* **Fragmento del documento**:
┄┄┄┄┄┄┄┄┄┄┄┄┄┄┄┄┄┄┄┄
El ser humano moral es aquel a quien preocupa el peso ético de sus acciones. Se interroga sobre él, y busca respuestas en sí mismo. Intenta vivir moralmente (esto es, no solo para sí, sino considerando los efectos de sus actos u omisiones sobre los demás).
Luego tenemos al moralista. A ese le tiene sin cuidado su propia vida. Se dedica a vigilar la moral de los demás. Ya no es un ser moral: es un moralizador. Teleevangelista de pacotilla. Fiscal de la moral de los otros. Perseguidor. Sabueso de presa que se cree investido de la misión divina de purgar al mundo de lo que él percibe como pecado. Es absolutamente psico-rígido. ¿Sus maestros? Savonarola, Torquemada, Gui, Arbués: los grandes inquisidores del pasado. Emite juicios a diestra y siniestra, blandiendo la maza de Thor en una mano, al relámpago de Zeus en otro, y la cruz cristiana en la boca. Nunca vuelca su cuestionamiento sobre sí mismo. Es cruel, inclemente, férreo. Reduce toda su campaña de sanitarización moral al terreno de la sexualidad, como si esta fuese la esencia de la ética, como si la orientación sexual de una persona dijese más sobre ella que su reacción ante el dolor del prójimo (“el próximo”) en una situación que requiere solidaridad y presencia activa. Además, es oportunista. Hace de su bandería moral un trampolín para escalar puestos políticos. De tonto no tiene un pelo. Es ladino: sabe perfectamente lo que hace. Tiene su agenda bien planeada: ministerios, diputaciones, la presidencia de la república, el benemeritazgo de la patria, ser “personaje noticioso del año” y figurar, figurar, figurar, que tal es su obsesión inescapable.
Antes de juzgar (cosa muy fácil) conviene, primero, tratar de comprender. Ejercer lo que Bergson llamaba “empatía imaginativa”: ponernos en el lugar de la persona que juzgamos y tratar, a través de las imágenes, de formarnos una idea de lo que su vida ha de ser. Por así decirlo, un pequeño ejercicio de metempsicosis: pasarnos al cuerpo y la circunstancia del otro, e intentar ver el mundo desde su perspectiva. Si esto no funciona, hacer entrar en acción la compasión de los budistas, la commiseratio de Spinoza, la caritas (amor) cristiana esto es, padecer-con, sufrir-con: veremos entonces cuánto de sordo dolor puede haber en la persona que censuramos y, antes bien, procuraríamos aliviar su carga.
┄┄┄┄┄┄┄┄┄┄┄┄┄┄┄┄┄┄┄┄
Reproduce del texto sobre el ser moral y el moralista el pasaje que va desde "El ser humano" hasta "sobre los demás).", ambos incluidos. El listado no guarda ninguna relación con el texto sobre el ser moral y el moralista.

* **Listado proporcionado**:
┄┄┄┄┄┄┄┄┄┄┄┄┄┄┄┄┄┄┄┄
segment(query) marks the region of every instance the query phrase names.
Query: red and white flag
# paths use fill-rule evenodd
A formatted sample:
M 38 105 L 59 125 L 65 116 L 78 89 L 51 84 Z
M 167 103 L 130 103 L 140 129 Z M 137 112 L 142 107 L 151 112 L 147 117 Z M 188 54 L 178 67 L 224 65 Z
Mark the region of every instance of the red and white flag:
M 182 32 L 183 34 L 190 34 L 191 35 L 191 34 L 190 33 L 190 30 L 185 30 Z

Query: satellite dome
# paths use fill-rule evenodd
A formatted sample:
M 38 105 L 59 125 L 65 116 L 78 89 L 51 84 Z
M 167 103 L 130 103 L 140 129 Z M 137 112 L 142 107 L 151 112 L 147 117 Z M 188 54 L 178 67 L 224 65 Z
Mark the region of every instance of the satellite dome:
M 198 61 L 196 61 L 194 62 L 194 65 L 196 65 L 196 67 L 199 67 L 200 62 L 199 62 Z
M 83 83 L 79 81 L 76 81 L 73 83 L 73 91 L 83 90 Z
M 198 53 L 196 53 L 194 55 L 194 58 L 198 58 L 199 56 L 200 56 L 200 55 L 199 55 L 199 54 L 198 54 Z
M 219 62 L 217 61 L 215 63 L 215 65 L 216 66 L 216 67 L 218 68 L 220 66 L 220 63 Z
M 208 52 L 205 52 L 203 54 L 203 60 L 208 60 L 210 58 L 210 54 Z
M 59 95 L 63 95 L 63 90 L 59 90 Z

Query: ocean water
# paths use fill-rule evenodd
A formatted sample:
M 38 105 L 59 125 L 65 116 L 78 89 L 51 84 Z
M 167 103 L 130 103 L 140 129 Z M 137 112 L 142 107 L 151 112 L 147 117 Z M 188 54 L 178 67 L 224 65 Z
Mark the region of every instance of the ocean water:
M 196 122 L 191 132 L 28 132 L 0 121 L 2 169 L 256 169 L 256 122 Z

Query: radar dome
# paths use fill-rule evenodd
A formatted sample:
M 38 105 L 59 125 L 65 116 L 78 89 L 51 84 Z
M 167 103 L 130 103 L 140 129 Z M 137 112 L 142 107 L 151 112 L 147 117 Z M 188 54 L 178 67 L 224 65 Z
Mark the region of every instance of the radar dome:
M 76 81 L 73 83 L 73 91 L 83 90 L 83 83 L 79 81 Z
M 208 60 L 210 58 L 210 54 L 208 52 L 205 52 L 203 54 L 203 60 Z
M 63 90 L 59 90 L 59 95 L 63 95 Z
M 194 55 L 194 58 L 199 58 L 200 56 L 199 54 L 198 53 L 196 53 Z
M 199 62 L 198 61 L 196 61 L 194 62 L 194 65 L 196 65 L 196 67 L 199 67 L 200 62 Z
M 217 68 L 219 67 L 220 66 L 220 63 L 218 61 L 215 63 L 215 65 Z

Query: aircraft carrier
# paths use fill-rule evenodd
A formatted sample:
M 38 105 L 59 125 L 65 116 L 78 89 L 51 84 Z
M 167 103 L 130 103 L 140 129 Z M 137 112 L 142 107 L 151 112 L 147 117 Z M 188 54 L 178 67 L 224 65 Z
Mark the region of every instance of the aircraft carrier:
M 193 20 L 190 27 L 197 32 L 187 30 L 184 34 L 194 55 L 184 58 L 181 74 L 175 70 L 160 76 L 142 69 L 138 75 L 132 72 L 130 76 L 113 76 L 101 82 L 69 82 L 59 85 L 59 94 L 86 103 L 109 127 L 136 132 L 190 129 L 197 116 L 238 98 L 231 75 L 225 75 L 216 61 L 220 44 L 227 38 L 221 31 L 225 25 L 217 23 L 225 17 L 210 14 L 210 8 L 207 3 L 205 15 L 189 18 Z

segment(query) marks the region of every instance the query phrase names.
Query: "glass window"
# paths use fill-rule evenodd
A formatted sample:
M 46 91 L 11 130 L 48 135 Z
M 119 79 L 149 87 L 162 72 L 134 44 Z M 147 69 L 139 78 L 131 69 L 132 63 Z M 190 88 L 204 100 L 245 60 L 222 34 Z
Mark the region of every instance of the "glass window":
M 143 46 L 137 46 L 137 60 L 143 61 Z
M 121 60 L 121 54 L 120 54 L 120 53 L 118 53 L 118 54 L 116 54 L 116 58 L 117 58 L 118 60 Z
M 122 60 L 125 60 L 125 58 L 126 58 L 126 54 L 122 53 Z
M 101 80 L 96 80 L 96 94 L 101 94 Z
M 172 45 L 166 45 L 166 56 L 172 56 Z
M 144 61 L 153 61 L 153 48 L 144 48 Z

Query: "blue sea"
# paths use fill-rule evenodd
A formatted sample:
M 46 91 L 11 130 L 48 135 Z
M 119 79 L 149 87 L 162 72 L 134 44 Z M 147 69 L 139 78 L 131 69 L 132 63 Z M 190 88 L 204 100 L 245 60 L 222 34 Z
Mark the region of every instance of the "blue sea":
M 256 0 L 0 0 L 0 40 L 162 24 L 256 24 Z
┄┄┄┄┄┄┄┄┄┄┄┄┄┄┄┄┄┄┄┄
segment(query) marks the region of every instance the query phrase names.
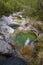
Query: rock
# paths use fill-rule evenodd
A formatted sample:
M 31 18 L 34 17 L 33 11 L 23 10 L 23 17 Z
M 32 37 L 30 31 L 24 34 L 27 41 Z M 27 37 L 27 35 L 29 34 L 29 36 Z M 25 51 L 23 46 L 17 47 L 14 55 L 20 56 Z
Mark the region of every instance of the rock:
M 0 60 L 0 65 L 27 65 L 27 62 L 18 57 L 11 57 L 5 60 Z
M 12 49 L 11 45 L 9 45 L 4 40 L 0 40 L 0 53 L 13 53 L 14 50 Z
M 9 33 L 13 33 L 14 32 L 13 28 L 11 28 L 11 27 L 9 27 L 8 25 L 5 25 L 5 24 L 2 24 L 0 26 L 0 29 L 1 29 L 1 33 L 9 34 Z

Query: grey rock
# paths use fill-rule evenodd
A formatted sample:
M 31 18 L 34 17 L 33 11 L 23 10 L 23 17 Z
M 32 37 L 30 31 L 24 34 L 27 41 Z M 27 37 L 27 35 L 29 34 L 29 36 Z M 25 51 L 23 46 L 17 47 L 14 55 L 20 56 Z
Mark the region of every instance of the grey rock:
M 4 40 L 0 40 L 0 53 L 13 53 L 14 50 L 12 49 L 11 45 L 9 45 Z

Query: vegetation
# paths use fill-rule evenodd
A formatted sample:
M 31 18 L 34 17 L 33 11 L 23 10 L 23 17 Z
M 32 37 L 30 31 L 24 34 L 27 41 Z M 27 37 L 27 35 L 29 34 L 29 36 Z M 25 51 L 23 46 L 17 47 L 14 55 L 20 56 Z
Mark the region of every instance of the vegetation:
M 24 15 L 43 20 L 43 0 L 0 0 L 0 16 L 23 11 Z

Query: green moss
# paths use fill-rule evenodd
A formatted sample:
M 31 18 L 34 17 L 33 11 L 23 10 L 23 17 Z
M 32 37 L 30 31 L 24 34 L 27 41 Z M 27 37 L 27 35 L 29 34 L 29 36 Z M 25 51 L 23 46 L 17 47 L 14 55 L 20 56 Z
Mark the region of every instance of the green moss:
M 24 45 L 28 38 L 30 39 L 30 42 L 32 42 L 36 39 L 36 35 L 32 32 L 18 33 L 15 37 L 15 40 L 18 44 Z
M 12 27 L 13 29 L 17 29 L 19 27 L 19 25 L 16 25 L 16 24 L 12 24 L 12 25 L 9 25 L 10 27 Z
┄┄┄┄┄┄┄┄┄┄┄┄┄┄┄┄┄┄┄┄
* **Respuesta esperada**:
El ser humano moral es aquel a quien preocupa el peso ético de sus acciones. Se interroga sobre él, y busca respuestas en sí mismo. Intenta vivir moralmente (esto es, no solo para sí, sino considerando los efectos de sus actos u omisiones sobre los demás).